Repeat each entry word for word. Leave any images out of the copy.

Stored dataset items
[Start of section]
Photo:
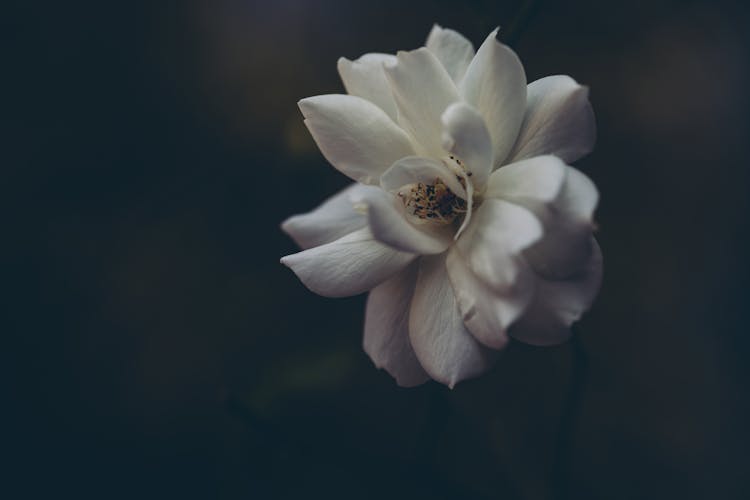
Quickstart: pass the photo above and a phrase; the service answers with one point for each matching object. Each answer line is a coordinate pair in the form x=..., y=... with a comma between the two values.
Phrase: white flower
x=465, y=223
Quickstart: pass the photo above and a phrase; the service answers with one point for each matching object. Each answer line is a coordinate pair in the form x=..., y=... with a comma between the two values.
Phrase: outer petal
x=528, y=182
x=348, y=266
x=334, y=218
x=388, y=223
x=386, y=338
x=451, y=48
x=563, y=199
x=365, y=78
x=495, y=84
x=494, y=241
x=558, y=304
x=355, y=135
x=444, y=347
x=415, y=169
x=487, y=313
x=466, y=136
x=559, y=120
x=422, y=90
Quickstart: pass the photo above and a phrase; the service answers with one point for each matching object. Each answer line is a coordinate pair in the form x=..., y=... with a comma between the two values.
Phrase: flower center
x=435, y=202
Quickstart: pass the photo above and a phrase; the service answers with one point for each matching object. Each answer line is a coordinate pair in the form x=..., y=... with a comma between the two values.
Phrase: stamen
x=432, y=202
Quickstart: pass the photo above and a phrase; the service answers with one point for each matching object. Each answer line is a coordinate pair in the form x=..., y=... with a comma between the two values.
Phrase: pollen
x=432, y=202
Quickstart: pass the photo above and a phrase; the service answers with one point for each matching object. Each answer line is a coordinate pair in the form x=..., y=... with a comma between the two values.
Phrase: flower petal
x=451, y=48
x=386, y=338
x=356, y=136
x=387, y=218
x=348, y=266
x=365, y=78
x=528, y=182
x=559, y=120
x=487, y=313
x=444, y=347
x=495, y=84
x=333, y=219
x=495, y=239
x=414, y=169
x=558, y=304
x=466, y=136
x=422, y=90
x=564, y=201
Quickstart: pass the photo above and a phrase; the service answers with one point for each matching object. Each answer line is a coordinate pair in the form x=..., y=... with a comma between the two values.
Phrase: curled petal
x=495, y=84
x=559, y=120
x=414, y=169
x=422, y=90
x=388, y=223
x=356, y=136
x=348, y=266
x=497, y=236
x=466, y=136
x=365, y=78
x=334, y=218
x=528, y=182
x=558, y=304
x=486, y=312
x=386, y=338
x=443, y=345
x=451, y=48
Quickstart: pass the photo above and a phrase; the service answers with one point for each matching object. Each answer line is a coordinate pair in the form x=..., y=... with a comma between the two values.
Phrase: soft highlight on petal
x=348, y=266
x=495, y=84
x=334, y=218
x=355, y=135
x=466, y=136
x=386, y=338
x=422, y=90
x=495, y=240
x=559, y=120
x=568, y=224
x=443, y=345
x=486, y=312
x=451, y=48
x=365, y=78
x=528, y=182
x=558, y=304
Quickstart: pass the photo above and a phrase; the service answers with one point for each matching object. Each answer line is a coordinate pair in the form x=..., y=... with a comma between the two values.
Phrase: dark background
x=155, y=348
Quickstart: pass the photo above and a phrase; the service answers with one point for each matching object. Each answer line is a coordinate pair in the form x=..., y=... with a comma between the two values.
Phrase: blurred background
x=155, y=348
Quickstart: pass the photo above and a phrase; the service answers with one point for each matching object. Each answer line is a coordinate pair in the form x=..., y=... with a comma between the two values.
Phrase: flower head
x=464, y=222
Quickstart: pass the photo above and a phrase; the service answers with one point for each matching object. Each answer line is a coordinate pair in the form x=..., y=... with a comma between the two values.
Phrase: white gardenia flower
x=464, y=222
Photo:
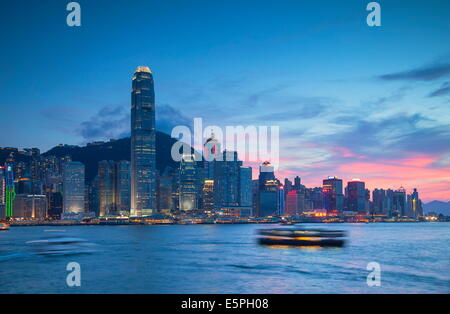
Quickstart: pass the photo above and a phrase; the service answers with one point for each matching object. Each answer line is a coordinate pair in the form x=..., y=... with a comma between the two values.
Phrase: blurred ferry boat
x=4, y=226
x=302, y=237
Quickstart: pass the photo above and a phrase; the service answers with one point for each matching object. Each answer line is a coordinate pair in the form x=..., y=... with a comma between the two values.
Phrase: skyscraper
x=106, y=188
x=122, y=187
x=356, y=196
x=332, y=195
x=188, y=183
x=226, y=180
x=143, y=144
x=399, y=203
x=73, y=187
x=245, y=187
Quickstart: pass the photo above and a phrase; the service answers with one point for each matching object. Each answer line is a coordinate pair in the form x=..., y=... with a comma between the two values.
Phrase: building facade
x=143, y=144
x=73, y=187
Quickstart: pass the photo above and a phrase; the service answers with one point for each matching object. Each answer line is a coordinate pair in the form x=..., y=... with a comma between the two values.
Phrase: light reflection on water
x=414, y=258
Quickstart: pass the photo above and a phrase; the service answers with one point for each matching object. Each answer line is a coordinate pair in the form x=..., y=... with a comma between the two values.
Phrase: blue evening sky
x=334, y=85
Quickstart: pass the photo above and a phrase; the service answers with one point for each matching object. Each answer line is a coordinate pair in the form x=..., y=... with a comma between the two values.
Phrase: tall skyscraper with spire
x=143, y=144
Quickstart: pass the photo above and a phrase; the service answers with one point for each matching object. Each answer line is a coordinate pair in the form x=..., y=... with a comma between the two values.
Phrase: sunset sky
x=351, y=100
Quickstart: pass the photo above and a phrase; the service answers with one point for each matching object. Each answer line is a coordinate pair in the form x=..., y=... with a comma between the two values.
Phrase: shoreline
x=74, y=224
[End of section]
■ Task output
Photo:
Quickstart: pass the photo above and a phrase; the service answers with one point for each matching object. Each answer line is a coordinate pair in the form x=..., y=... with a comma between the two values.
Phrase: white flower
x=465, y=223
Quickstart: pass the photo above and a phrase; the service answers with one point for each matching object. Each answer line is a coordinate pair in the form x=..., y=... with a comma between the two values.
Phrase: outer petal
x=528, y=182
x=348, y=266
x=334, y=218
x=388, y=223
x=386, y=338
x=451, y=48
x=563, y=199
x=365, y=78
x=495, y=84
x=494, y=241
x=558, y=304
x=355, y=135
x=444, y=347
x=415, y=169
x=487, y=313
x=466, y=136
x=559, y=120
x=422, y=90
Quickstart: pass the photo above and a phrase; the service answers with one point for each matching object. Each answer line is a coordinate pair in the form x=..., y=... with a comma between the two values.
Phrase: flower center
x=435, y=202
Quickstart: pass the photo above and a phrase; the service answers with one point for each matching object. Each answer line is a coordinate pair in the form x=..., y=... with a comma between the two values.
Phrase: stamen
x=432, y=202
Quickstart: pass the photo above and a phrase; the service answers with one point for each matching object. Each answer line is a coordinate pair in the form x=..., y=... with a comma between the two values.
Phrase: pollen
x=432, y=202
Quickstart: pass the photo above and a phrase; the service answers with one point for each matching object. Each answer line is a coordinate pair in the form x=..., y=... with a comma between the two values.
Phrase: flower petal
x=451, y=48
x=386, y=338
x=356, y=136
x=387, y=218
x=348, y=266
x=365, y=78
x=528, y=182
x=559, y=120
x=487, y=313
x=444, y=347
x=495, y=84
x=333, y=219
x=495, y=239
x=414, y=169
x=558, y=304
x=466, y=136
x=422, y=90
x=564, y=201
Quickstart: pass the photo above and a phrase; the service answers with one point for each matching object. Each answer line is a coordinate pair in the form x=..., y=... with a comma between the two values.
Phrase: curled petal
x=495, y=84
x=559, y=120
x=414, y=169
x=422, y=90
x=388, y=223
x=356, y=136
x=348, y=266
x=497, y=236
x=466, y=136
x=365, y=78
x=334, y=218
x=528, y=182
x=558, y=304
x=486, y=312
x=386, y=338
x=443, y=345
x=451, y=48
Quickstart: pass the photo above and a phrase; the service answers with one point for each matching object. Each answer line is a coordinate pair in the form x=..., y=... with a comma between the two values.
Phrase: soft highlight on petal
x=348, y=266
x=495, y=84
x=334, y=218
x=355, y=135
x=466, y=136
x=386, y=338
x=422, y=90
x=495, y=240
x=559, y=120
x=568, y=224
x=443, y=345
x=486, y=312
x=451, y=48
x=365, y=78
x=528, y=182
x=558, y=304
Quickstart: pass the photo above and a phrase; the service answers with one point for each matching object. Each answer line is a coordinate pair in the form x=..., y=... with a comma between the two values.
Phrase: dark background
x=155, y=348
Quickstart: pass the photo above and a phrase; the service answers with one point for each matching object. Each answer line is a coordinate pair in the form x=..., y=... with a comma between the two values.
Phrase: blurred background
x=155, y=348
Quickstart: pass the photo above and a phrase; the service answers with one point for each matching object. Each answer line is a coordinate pair in the form x=..., y=... with a comma between the two values.
Phrase: flower head
x=464, y=222
Quickstart: pass the photo above and a phrase; the service answers with one point for each matching object. Each answer line is a coordinate pair in the form x=..., y=... with a comma between the two values.
Phrase: white gardenia flower
x=464, y=222
Photo:
Quickstart: pass the photo above and a phrase; the service answers with one point for each matching object. Each answer line is a coordinate pair in the form x=..., y=... with a comma between the two values.
Phrase: blurred ferry boat
x=4, y=226
x=302, y=237
Quickstart: pass the photo above and a phrase; the service answers with one point for each matching object. Each answer line is a coordinate pair in the form x=..., y=... with a comma between the two values.
Phrase: skyscraper
x=106, y=188
x=122, y=187
x=356, y=196
x=332, y=195
x=188, y=183
x=226, y=180
x=143, y=144
x=399, y=203
x=73, y=187
x=245, y=187
Quickstart: pass the photo above and a phrase; the service answers with one point for each matching object. Each answer line is a coordinate pair in the form x=..., y=... with a comma between the two values.
Phrase: building facade
x=143, y=144
x=73, y=187
Quickstart: pass the photo above and a phrase; the service answers with one point for each matching object. Each answer line is a coordinate pair in the form x=..., y=... with a comma between the two values.
Phrase: light reflection on water
x=414, y=258
Quickstart: pass the photo above and a phrase; the service answers with one point for each matching object. Each answer line is a coordinate pair in the form x=..., y=... with a comma between the two values.
Phrase: blue evening sky
x=334, y=85
Quickstart: pass the photo above and a phrase; the service answers with one point for each matching object. Each answer line is a coordinate pair in the form x=..., y=... with a comma between the two values.
Phrase: tall skyscraper with spire
x=143, y=144
Quickstart: pass the photo above and a phrase; the service answers with one point for each matching object. Each answer line is a coordinate pair in the form x=..., y=... with a comma between the two values.
Phrase: sunset sky
x=351, y=100
Quickstart: pass the photo above and a phrase; the service answers with one point for each matching object. Each answer line is a coordinate pair in the form x=..., y=... with a comma between the two values.
Phrase: shoreline
x=74, y=224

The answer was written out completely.